— Exercise —
Edit the entries from the beginning through the line containing "column 133, row 323", inclusive, by changing "indicate" to "mark" and leaving everything else as it is. Write those lines out again without the pictures.

>> Start Data for this task

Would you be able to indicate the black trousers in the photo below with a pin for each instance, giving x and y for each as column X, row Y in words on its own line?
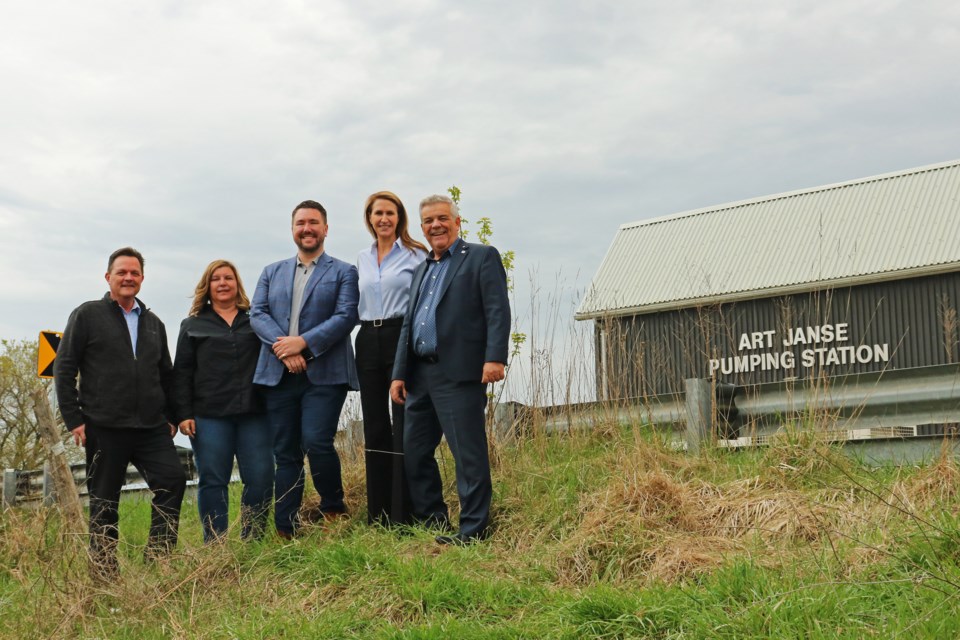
column 388, row 498
column 439, row 407
column 151, row 451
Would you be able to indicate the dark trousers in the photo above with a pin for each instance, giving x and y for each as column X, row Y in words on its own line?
column 246, row 436
column 435, row 407
column 388, row 497
column 304, row 417
column 151, row 451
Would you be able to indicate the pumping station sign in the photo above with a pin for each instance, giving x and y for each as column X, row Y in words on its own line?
column 803, row 347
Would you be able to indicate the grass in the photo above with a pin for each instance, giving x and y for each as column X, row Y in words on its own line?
column 607, row 534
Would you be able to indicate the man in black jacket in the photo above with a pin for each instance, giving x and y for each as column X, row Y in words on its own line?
column 119, row 412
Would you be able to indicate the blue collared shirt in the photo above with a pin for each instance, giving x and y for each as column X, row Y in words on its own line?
column 385, row 287
column 425, row 316
column 133, row 323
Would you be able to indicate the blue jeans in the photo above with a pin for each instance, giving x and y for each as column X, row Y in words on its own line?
column 248, row 437
column 304, row 418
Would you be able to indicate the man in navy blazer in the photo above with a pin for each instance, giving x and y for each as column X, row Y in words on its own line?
column 454, row 341
column 303, row 311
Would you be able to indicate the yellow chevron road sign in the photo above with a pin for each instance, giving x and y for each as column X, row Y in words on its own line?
column 47, row 353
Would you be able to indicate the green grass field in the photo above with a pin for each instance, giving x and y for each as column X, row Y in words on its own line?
column 602, row 535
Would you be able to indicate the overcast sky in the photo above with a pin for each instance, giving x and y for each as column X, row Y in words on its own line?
column 190, row 129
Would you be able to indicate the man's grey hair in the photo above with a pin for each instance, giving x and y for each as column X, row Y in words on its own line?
column 437, row 199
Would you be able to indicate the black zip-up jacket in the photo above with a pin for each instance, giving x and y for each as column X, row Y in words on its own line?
column 213, row 370
column 117, row 388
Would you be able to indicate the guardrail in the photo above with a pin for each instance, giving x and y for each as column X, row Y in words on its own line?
column 30, row 488
column 893, row 405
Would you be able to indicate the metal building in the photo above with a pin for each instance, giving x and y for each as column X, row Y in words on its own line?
column 860, row 276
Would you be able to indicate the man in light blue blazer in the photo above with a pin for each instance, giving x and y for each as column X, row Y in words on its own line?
column 303, row 311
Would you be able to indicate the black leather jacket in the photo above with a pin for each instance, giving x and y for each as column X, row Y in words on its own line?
column 117, row 389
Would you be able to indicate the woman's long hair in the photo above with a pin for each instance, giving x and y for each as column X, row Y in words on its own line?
column 402, row 232
column 201, row 295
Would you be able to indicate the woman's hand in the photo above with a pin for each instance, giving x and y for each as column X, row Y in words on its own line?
column 188, row 427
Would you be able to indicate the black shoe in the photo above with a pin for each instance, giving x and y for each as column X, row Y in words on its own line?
column 454, row 541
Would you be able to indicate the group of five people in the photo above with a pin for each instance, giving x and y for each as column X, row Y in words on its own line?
column 264, row 381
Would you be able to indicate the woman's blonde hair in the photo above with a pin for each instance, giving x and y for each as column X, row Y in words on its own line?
column 402, row 232
column 201, row 295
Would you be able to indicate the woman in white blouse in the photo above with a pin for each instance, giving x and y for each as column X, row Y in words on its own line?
column 386, row 270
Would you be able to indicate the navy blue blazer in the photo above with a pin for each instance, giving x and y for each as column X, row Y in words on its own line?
column 328, row 314
column 473, row 315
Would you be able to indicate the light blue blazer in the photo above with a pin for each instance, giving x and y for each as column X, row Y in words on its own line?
column 328, row 314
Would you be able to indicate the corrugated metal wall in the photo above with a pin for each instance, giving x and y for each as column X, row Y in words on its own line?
column 652, row 354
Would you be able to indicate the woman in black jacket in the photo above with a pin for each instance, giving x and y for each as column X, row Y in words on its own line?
column 218, row 405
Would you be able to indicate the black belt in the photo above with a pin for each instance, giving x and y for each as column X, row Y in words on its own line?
column 383, row 322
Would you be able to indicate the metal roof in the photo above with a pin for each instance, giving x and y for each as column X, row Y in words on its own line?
column 889, row 226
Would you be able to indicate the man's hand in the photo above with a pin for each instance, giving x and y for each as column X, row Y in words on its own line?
column 286, row 346
column 188, row 427
column 493, row 372
column 295, row 364
column 398, row 391
column 79, row 435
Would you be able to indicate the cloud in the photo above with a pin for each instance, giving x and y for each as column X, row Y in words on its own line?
column 191, row 129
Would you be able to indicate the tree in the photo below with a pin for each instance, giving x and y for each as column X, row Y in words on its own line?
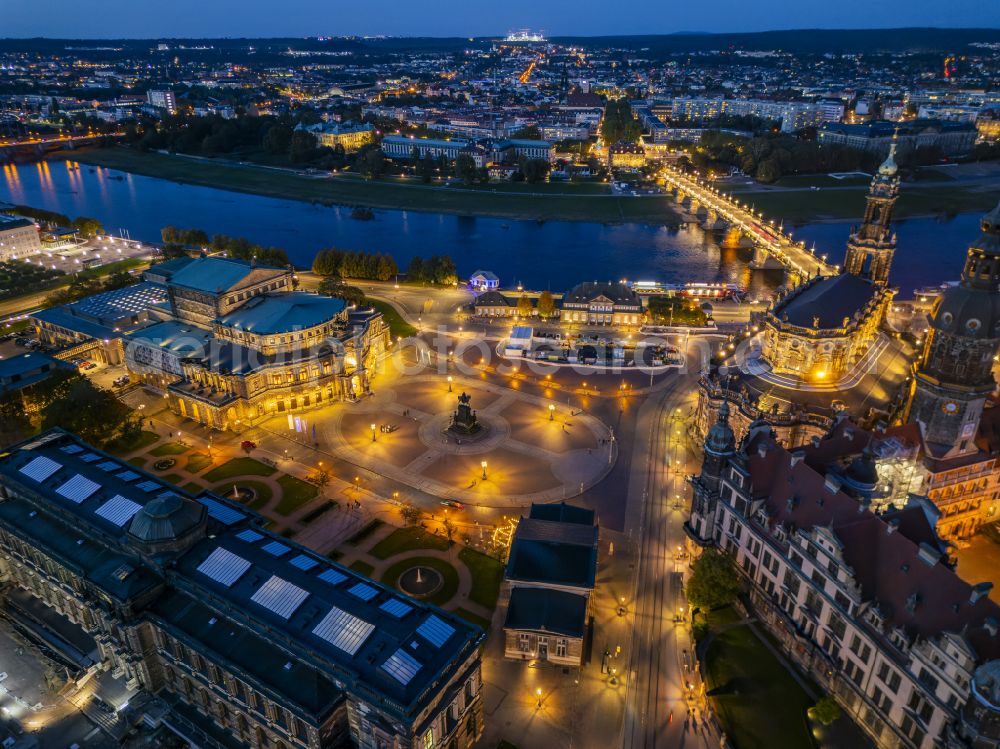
column 410, row 513
column 546, row 305
column 93, row 414
column 825, row 711
column 524, row 306
column 465, row 168
column 714, row 581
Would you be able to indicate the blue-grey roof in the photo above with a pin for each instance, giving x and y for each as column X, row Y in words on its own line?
column 283, row 313
column 119, row 304
column 213, row 274
column 23, row 370
column 230, row 584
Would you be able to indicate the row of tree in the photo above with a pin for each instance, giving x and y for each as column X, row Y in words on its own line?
column 343, row 264
column 437, row 269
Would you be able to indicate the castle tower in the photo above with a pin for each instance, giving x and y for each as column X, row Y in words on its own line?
column 955, row 373
column 871, row 246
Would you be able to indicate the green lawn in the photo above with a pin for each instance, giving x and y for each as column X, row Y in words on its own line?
column 239, row 467
column 198, row 462
column 483, row 624
column 487, row 575
column 141, row 441
column 544, row 203
column 263, row 492
column 746, row 683
column 398, row 327
column 370, row 527
column 169, row 449
column 294, row 494
column 363, row 567
column 408, row 539
column 449, row 574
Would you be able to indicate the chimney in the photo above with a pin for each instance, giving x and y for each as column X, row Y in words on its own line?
column 928, row 554
column 979, row 590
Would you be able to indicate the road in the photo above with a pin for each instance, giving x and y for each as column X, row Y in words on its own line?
column 661, row 657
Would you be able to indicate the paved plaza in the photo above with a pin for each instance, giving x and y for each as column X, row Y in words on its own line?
column 535, row 449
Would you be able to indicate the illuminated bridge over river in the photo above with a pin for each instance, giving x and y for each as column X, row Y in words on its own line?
column 773, row 248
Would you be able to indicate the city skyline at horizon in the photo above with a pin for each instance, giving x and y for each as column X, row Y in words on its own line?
column 308, row 18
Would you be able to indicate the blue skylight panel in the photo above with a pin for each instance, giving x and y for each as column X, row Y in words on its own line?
column 224, row 567
column 303, row 562
column 396, row 608
column 280, row 596
column 343, row 630
column 401, row 666
column 40, row 468
column 118, row 510
column 364, row 591
column 332, row 576
column 435, row 631
column 222, row 512
column 78, row 489
column 276, row 548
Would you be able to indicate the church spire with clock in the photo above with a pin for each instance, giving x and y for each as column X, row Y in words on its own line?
column 954, row 376
column 871, row 246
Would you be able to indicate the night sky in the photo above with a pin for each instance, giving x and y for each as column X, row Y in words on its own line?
column 263, row 18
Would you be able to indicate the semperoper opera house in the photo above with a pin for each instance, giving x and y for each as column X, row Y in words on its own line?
column 250, row 639
column 227, row 342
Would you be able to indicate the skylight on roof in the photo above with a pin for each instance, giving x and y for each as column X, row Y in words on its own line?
column 280, row 596
column 224, row 567
column 78, row 489
column 332, row 576
column 364, row 591
column 118, row 510
column 222, row 512
column 435, row 631
column 40, row 468
column 343, row 630
column 303, row 562
column 396, row 608
column 402, row 666
column 276, row 548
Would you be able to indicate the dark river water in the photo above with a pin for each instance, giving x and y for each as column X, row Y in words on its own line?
column 553, row 254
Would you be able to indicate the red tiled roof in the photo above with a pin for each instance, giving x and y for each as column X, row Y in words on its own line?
column 885, row 561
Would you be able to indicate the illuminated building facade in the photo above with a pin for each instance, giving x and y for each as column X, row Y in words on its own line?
column 249, row 638
column 237, row 345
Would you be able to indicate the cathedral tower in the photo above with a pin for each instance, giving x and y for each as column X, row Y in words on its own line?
column 871, row 246
column 955, row 373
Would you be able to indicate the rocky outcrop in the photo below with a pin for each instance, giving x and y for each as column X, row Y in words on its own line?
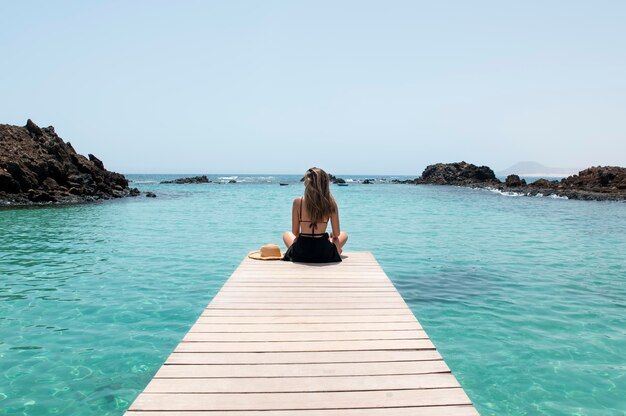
column 37, row 166
column 595, row 183
column 194, row 179
column 514, row 181
column 460, row 173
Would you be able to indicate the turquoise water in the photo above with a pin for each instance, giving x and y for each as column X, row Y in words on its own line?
column 524, row 297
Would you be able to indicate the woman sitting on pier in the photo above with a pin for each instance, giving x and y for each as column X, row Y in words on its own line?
column 308, row 241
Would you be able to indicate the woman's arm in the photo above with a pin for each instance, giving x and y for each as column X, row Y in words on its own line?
column 334, row 221
column 295, row 217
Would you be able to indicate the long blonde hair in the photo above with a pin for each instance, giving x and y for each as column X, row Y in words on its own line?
column 318, row 200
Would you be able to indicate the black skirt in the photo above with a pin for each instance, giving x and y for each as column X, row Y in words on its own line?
column 306, row 249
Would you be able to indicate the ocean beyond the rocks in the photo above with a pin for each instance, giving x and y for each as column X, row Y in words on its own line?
column 525, row 298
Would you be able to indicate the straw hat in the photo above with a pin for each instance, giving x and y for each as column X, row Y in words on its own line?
column 267, row 252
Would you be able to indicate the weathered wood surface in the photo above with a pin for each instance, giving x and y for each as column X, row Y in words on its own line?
column 306, row 340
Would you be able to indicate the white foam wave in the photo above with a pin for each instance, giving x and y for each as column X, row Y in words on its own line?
column 506, row 193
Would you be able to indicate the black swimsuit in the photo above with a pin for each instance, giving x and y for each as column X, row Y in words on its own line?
column 311, row 247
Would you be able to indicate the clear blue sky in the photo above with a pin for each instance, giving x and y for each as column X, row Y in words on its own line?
column 352, row 86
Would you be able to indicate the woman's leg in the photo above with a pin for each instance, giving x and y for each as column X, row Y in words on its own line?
column 340, row 241
column 288, row 238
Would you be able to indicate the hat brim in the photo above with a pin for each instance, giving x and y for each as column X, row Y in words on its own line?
column 256, row 255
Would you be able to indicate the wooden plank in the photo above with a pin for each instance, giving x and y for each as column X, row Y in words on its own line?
column 304, row 305
column 278, row 346
column 223, row 320
column 294, row 370
column 310, row 340
column 301, row 384
column 299, row 327
column 296, row 401
column 302, row 312
column 310, row 357
column 302, row 336
column 465, row 410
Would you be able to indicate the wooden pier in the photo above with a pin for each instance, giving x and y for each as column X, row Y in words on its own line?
column 307, row 340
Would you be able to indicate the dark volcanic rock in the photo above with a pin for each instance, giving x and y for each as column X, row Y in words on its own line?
column 595, row 183
column 36, row 166
column 598, row 179
column 461, row 173
column 514, row 181
column 194, row 179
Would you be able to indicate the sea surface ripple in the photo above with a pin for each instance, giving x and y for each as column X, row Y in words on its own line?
column 524, row 297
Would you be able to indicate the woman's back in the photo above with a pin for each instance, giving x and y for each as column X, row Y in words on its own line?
column 308, row 240
column 306, row 225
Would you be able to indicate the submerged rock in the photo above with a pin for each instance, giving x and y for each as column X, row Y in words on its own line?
column 37, row 166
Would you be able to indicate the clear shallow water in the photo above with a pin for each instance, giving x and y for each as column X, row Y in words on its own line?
column 524, row 297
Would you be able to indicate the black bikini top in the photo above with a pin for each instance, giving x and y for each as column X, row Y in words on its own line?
column 313, row 224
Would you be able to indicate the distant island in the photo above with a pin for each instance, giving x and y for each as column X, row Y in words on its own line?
column 537, row 170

>> End Data for this task

— Exercise answer —
Would you be able to mark the black trousers in the photo below with a pin for each instance, giving x and y for each as column X, row Y in words on its own line?
column 388, row 498
column 439, row 407
column 151, row 451
Would you be able to mark the dark trousers in the photo above with a pin for each instance, giving x and y for each as column X, row Y in words on its own line?
column 246, row 436
column 435, row 407
column 388, row 497
column 304, row 417
column 151, row 451
Would you be able to mark the pumping station sign in the photo above with a pin for each instance, giving x and y for each as column X, row Y in words on its own line?
column 803, row 347
Would you be able to mark the grass in the photo above with a pin for each instance, giving x and y for each as column X, row Y in words on its own line?
column 607, row 534
Would you be able to mark the man in black jacket in the photo above with a pin for each instance, giving x and y for each as column X, row Y in words on its own line?
column 119, row 412
Would you be able to mark the blue collared shirt in the photo above with a pin for each instance, giving x and y for each as column X, row Y in words on its own line?
column 385, row 287
column 425, row 316
column 133, row 323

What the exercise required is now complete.